■ To do:
From the line with "Target: studded leather jacket" through the line with "Target: paved path", inclusive, return each line of the data below exactly and leave the rest out.

■ Data to examine:
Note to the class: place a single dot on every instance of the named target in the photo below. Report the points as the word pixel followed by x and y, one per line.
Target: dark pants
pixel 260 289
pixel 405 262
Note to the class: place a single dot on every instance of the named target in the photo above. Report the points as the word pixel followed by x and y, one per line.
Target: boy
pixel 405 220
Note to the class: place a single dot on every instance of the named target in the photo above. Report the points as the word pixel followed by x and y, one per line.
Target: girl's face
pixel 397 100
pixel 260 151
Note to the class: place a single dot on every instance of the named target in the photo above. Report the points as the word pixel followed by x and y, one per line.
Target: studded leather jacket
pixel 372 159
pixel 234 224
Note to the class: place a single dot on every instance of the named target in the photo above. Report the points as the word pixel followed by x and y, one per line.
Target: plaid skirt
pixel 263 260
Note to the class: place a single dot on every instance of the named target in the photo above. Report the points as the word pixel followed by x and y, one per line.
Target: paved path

---

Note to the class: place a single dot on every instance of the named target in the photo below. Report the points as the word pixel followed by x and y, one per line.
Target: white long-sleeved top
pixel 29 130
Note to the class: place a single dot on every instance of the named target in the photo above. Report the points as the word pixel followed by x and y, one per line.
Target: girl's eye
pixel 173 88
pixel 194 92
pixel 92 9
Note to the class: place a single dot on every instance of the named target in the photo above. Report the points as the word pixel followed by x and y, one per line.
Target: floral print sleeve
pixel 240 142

■ Written answer:
Target: studded leather jacket
pixel 372 159
pixel 234 224
Note to the class: place a single dot on every instance of the named target in the photo above. Report the points as the word pixel followed by x and y, one per line.
Target: plaid skirt
pixel 263 260
Note to the class: place a single dot on every instance of the named target in the photo above. Report the points as the word pixel followed by x and y, one per line.
Target: paved path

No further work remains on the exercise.